___ Exercise material ___
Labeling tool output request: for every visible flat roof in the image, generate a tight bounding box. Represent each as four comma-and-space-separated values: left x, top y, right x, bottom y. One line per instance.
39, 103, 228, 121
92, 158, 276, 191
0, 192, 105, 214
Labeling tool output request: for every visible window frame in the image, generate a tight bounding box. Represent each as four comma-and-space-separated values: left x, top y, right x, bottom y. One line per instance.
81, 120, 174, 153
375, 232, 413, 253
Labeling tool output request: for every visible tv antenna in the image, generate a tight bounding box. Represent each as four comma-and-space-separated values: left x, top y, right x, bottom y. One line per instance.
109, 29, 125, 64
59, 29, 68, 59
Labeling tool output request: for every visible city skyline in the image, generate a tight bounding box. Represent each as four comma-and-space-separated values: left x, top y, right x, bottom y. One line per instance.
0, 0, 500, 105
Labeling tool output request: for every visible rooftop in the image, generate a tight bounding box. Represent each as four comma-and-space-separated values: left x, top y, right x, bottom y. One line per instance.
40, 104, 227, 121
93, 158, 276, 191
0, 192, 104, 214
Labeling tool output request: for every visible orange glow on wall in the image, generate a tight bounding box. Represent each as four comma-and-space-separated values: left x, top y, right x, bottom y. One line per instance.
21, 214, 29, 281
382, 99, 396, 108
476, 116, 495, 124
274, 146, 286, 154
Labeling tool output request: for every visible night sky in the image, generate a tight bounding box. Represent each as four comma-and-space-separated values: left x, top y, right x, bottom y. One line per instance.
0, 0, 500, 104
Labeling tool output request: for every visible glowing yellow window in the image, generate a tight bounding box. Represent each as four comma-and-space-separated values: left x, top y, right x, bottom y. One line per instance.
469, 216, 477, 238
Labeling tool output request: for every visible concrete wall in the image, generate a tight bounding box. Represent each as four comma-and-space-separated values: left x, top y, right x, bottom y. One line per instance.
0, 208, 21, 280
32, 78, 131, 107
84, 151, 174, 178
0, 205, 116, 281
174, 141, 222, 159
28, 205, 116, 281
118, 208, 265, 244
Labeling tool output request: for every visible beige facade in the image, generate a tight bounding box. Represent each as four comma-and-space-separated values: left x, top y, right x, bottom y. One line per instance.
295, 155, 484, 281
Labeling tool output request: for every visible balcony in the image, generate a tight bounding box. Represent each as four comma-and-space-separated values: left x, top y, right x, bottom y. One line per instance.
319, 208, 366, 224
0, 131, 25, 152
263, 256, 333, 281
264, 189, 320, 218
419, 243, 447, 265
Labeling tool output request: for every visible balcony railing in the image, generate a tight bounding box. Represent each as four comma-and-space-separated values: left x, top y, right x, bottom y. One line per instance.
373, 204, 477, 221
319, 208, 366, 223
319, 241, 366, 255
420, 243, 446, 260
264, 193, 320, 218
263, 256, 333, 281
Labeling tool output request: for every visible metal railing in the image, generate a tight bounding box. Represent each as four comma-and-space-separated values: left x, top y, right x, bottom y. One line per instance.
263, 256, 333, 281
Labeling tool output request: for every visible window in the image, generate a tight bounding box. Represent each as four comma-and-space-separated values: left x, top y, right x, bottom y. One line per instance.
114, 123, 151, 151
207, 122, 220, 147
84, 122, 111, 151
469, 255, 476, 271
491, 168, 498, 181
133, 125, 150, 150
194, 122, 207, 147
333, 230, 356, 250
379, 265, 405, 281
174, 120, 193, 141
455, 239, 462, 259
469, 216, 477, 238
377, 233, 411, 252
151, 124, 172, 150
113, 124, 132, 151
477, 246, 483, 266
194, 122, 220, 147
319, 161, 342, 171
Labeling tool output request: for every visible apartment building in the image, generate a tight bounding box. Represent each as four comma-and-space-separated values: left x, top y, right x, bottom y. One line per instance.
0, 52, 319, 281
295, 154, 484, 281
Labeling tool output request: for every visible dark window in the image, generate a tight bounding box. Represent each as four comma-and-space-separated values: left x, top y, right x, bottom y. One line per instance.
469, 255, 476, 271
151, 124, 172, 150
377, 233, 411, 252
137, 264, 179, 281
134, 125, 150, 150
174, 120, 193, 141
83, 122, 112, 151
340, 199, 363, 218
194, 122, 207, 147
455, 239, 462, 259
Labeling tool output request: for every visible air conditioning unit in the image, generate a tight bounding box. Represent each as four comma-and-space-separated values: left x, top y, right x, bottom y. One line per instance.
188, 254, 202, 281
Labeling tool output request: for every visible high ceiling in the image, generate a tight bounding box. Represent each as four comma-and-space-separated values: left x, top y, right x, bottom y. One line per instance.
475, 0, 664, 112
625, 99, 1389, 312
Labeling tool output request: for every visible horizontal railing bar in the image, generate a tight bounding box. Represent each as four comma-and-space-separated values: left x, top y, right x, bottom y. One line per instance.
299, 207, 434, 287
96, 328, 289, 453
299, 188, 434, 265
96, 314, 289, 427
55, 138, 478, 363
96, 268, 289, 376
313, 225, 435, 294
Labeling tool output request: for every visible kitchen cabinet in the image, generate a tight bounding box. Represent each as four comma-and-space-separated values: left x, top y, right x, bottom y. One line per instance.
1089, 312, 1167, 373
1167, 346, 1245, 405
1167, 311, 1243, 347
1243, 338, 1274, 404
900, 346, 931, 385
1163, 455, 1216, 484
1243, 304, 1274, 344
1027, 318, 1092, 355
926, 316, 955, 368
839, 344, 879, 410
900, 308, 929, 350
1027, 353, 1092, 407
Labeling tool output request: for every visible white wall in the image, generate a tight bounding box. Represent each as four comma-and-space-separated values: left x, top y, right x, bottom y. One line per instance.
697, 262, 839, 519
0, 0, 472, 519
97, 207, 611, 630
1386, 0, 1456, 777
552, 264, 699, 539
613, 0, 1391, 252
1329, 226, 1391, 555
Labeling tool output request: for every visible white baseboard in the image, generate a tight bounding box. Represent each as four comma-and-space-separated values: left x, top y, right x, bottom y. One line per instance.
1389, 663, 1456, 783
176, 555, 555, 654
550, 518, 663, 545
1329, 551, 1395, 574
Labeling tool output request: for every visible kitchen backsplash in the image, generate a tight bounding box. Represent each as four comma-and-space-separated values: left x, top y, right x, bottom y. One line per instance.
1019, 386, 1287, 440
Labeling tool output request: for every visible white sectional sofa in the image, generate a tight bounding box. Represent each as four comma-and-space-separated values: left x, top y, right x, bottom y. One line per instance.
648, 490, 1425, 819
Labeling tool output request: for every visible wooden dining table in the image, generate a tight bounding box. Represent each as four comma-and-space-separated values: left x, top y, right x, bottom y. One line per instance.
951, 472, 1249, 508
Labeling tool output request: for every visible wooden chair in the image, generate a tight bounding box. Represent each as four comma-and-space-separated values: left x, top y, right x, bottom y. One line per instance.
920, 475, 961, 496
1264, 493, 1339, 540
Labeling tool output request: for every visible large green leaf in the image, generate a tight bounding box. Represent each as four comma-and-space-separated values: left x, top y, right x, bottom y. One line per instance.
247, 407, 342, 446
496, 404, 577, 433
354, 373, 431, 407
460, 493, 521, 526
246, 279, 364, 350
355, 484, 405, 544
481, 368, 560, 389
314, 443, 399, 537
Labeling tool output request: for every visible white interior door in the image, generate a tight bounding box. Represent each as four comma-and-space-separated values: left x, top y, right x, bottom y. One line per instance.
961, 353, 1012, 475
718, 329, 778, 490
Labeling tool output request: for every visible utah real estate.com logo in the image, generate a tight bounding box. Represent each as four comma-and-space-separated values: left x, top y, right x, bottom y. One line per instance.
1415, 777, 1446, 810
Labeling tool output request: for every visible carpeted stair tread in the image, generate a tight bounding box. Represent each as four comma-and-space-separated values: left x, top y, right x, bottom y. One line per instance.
___
Task goal
Quote every line of the data, word for word.

Exercise response
Labeling tool output request: for every visible flat roof in the image, generate a tight bounding box. Represent each as four comma-and-space-separated values: left x, top y, right x, bottom y. One line per instance.
39, 103, 228, 121
92, 158, 276, 191
0, 192, 105, 214
Labeling tool output request: for every visible window frame in the image, generate a tight bounding box. Represent each as four comma-and-space-separated values: left x, top y, right x, bottom y. One line per instance.
81, 120, 174, 153
375, 232, 413, 253
Labeling tool output request: for every visible tv antenna in the image, generate a tight bounding box. Represent each as four comma-and-space-separated values: left x, top y, right x, bottom y. One line per instance.
109, 29, 125, 64
59, 29, 68, 59
Labeling tool output request: for every visible city skyline in the image, generate a tight bounding box. Represent each as four comma-and-space-separated values: left x, top y, right x, bottom y. One line per instance.
0, 0, 500, 105
Labeling tool output request: for every visible rooftop in the image, generate a tight bounding box. Represent each as four comma-and-space-separated values: left x, top y, right x, bottom y. One line per instance.
40, 104, 227, 121
93, 158, 276, 191
0, 192, 104, 214
Labeling tool output request: for every visible orange glow on wall in the image, generate a tight bounding box. Represent each as four comma-and-space-separated values: left x, top y, right x, bottom y. One line per instance.
21, 214, 29, 281
382, 99, 396, 108
476, 116, 495, 124
274, 146, 286, 154
Labeling tool output request: for every visible night sky in the image, generate a tight bounding box. Represent each as four comma-and-space-separated values: left x, top y, right x, bottom y. One line per instance.
0, 0, 500, 104
Labeling tool output request: for every visible glowing yellow window in the image, generate a tight bounding box. Represent each as four comma-and-space-separated values: left x, top y, right x, bottom y. One line per instance.
469, 216, 477, 238
Labeling tool output request: for every visible concrete wall in the image, generate a tight bounding box. Represent each as four comma-and-space-separated values: left x, top y, right x, bottom y. One line per instance.
0, 208, 21, 280
32, 78, 131, 107
84, 151, 174, 178
0, 205, 116, 281
174, 141, 222, 159
28, 205, 116, 281
118, 208, 265, 244
Labeling tool output request: for every visible beige facade in the image, generate a tight bounding box. Represent each as four comma-and-space-separated values: left x, top y, right x, bottom y. One line per instance.
295, 155, 484, 281
Labeling tool output request: for every visible balcony in the image, generate a tight bounding box. Represent each as four comma-and-space-separated values: left x, top y, right x, bottom y. One line per instance.
319, 208, 366, 224
0, 131, 25, 152
263, 256, 333, 281
264, 189, 320, 218
419, 243, 447, 265
Labeling tool output request: for every visible balcony railing in the image, generate a tight bounding box. Represent each as four comma-and-space-separated values: left x, top y, right x, bottom y. One line per instance.
373, 204, 477, 221
319, 208, 366, 223
319, 241, 366, 255
420, 243, 446, 260
264, 193, 320, 218
263, 256, 333, 281
Labeling tool output request: for every visible metal railing in the image, generate a tight bounding box. Represent each as four comma-and-space-separated values: left x, top y, right x, bottom y. One line per instance.
263, 256, 333, 281
Labeling tool output request: for every visible window in the image, generate a tight bounding box. Represent each as four comma-and-space-separated values: left x, top y, right x, bottom y. One line per instance.
114, 123, 151, 151
207, 122, 220, 147
84, 122, 111, 151
469, 255, 476, 271
491, 168, 498, 181
133, 125, 150, 150
194, 122, 207, 147
333, 230, 356, 250
379, 265, 405, 281
174, 120, 193, 141
455, 239, 462, 259
469, 216, 477, 238
377, 233, 411, 252
151, 124, 172, 150
113, 124, 132, 151
477, 246, 483, 266
194, 122, 220, 147
319, 161, 342, 171
Labeling tool output request: for every visible apartment building in the image, generate a tight bounding box. Represent each as four comma-and-space-separated values: left x, top y, right x, bottom y. One line per instance.
0, 52, 319, 281
295, 154, 484, 281
Labeling tool output request: for every visible dark window in the image, generate a tight bounding box. Represent each as four comma-and-space-separated values: left x, top y, right x, bottom y. One line per instance.
469, 255, 476, 271
151, 124, 172, 150
377, 233, 411, 252
137, 264, 179, 281
134, 125, 150, 150
174, 120, 193, 141
83, 122, 112, 151
340, 199, 363, 218
194, 122, 207, 147
455, 239, 462, 259
Labeling tool output request: for every visible air conditioning unit in the image, generate a tight bounding box. Represent each as four comma-and-space-separated values: left x, top y, right x, bottom y. One line per instance.
188, 254, 202, 281
Labeling tool output request: for every visible high ceiling in the image, generate a tight bounding box. Represent each as four comma-and-space-separated values: left x, top y, right x, bottom y. One line per instance.
475, 0, 664, 112
625, 99, 1389, 312
Labeling tool output request: for every visible horizontal railing bar in the image, generate a tight bounding box. Represent each as four comma-and-space-separated values: left x, top y, right x, bottom y. One line per instance.
299, 207, 434, 287
96, 328, 289, 453
299, 188, 434, 265
96, 314, 289, 427
55, 138, 478, 363
96, 268, 289, 376
313, 225, 435, 294
Labeling tool output request: for every visible kitchen cabinet in the image, generate a tight bounding box. Represent each as four comma-and-space-separated values: left x, top y, right x, bottom y. One line per instance.
1089, 312, 1167, 373
1167, 346, 1245, 405
1167, 311, 1243, 347
1243, 338, 1274, 404
900, 346, 931, 385
1163, 455, 1216, 484
1243, 304, 1274, 344
1027, 318, 1092, 355
926, 316, 955, 368
839, 344, 879, 410
900, 308, 929, 350
1027, 353, 1092, 407
Labeling tool output request: for every visible white wall in the image, generate a tight bounding box. Represent each as four comma-and-space-separated values: left x, top y, right x, bottom y. One line per instance.
697, 262, 839, 519
0, 0, 472, 519
97, 207, 611, 630
1386, 0, 1456, 777
552, 264, 699, 539
613, 0, 1391, 252
1329, 226, 1391, 555
Labeling tool output request: for every visible white baseboard in the image, generate a tight bounding box. Represent each as four comma-and-space-separated values: left x, top y, right x, bottom y. One line per instance.
1389, 663, 1456, 783
176, 555, 555, 654
550, 518, 663, 545
1329, 551, 1395, 574
Labeling tool output request: for every visible kitchen backsplash in the image, generate a tight bounding box. Represent each as four comma-and-space-separated values: left x, top y, right x, bottom y. One line per instance.
1019, 386, 1287, 440
Labeling tool output request: for every visible white sectional sofa in the image, generate a tight bounding box. Represent each as four comma-and-space-separated values: left x, top y, right x, bottom y. One line per instance.
648, 490, 1425, 819
Labeling tool output request: for every visible wooden dining table in the image, generate a tight bounding box. Represent each as four comma-and-space-separated values: left x, top y, right x, bottom y. One line per instance.
951, 472, 1249, 508
Labeling tool output request: for every visible wooden chair in the image, generate a tight bounding box. Represent each as four comma-and-space-separated values: left x, top y, right x, bottom y. One line per instance.
920, 475, 961, 496
1264, 493, 1339, 540
Labeling tool output request: for every visible large green leaf in the image, generate a tight bounding box. Represent each as four comma-and-space-separated values: left x, top y, right x, bottom y. One line per instance.
247, 407, 342, 446
496, 404, 577, 433
354, 373, 431, 407
460, 493, 521, 526
246, 279, 364, 350
355, 484, 405, 544
481, 368, 560, 389
314, 443, 399, 537
Labeling tool output request: for every visible white interior door in the image, generate a tight bounding box. Represent each as four comma-and-space-separated values: left x, top y, right x, bottom y. One line per instance.
961, 353, 1012, 475
718, 329, 778, 490
Labeling tool output request: for every visible utah real estate.com logo in the image, generate a tight bounding box. Represent each as four comma-and-space-separated values: left x, top y, right x, bottom y. One line per instance.
1415, 777, 1446, 810
Labeling tool output request: for every visible carpeted stair tread in the image, generate a tight bounding box. Represent each as four comma-and-space-separated values: left x, top y, right x, bottom y. One line per instance.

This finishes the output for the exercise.